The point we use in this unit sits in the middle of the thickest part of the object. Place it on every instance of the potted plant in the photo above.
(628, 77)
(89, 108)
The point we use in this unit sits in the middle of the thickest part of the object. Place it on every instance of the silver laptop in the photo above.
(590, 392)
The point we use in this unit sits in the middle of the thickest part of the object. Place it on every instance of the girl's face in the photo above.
==
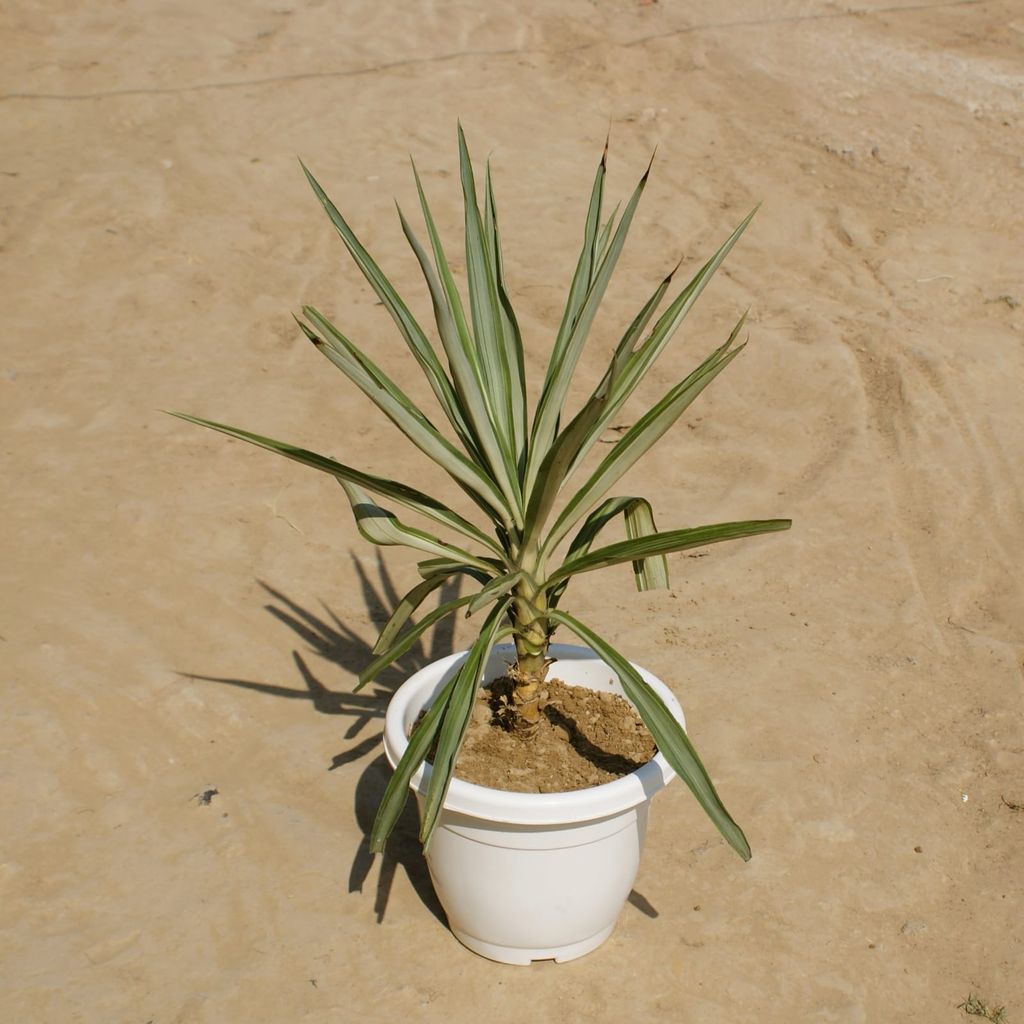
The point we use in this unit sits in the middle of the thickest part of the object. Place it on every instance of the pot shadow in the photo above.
---
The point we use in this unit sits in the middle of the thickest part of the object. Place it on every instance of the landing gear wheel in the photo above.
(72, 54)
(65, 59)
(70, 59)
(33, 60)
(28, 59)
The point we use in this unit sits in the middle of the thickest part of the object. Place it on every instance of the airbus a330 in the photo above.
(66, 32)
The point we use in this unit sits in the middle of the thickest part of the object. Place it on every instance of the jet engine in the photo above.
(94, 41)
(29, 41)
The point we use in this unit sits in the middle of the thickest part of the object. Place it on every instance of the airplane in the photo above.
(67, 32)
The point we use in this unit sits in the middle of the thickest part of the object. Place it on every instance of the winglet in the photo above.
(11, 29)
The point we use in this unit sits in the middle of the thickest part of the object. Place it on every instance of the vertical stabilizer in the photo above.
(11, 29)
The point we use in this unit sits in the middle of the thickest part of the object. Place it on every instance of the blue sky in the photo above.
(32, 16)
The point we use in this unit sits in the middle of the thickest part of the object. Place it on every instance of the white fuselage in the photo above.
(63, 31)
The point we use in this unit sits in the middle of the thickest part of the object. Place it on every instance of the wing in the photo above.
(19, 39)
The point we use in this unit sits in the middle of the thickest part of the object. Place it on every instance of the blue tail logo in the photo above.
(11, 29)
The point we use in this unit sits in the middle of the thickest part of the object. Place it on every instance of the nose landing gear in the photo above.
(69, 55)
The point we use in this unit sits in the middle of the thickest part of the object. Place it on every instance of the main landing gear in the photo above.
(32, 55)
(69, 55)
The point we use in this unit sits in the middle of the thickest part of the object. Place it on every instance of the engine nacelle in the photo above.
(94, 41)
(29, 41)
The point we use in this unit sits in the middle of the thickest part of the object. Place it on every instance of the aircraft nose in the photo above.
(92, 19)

■ **Exercise objective**
Return every line above that contains the word "blue", copying each one in full.

■ **Output for this exercise**
The point we use in this unit sits in the middle of the thickest part of the object. Place it on every instance of the blue sky in the photo above.
The point we use in this unit sits in the middle of the thickest part of the object. Place it on every instance of the blue tail logo in the photo above.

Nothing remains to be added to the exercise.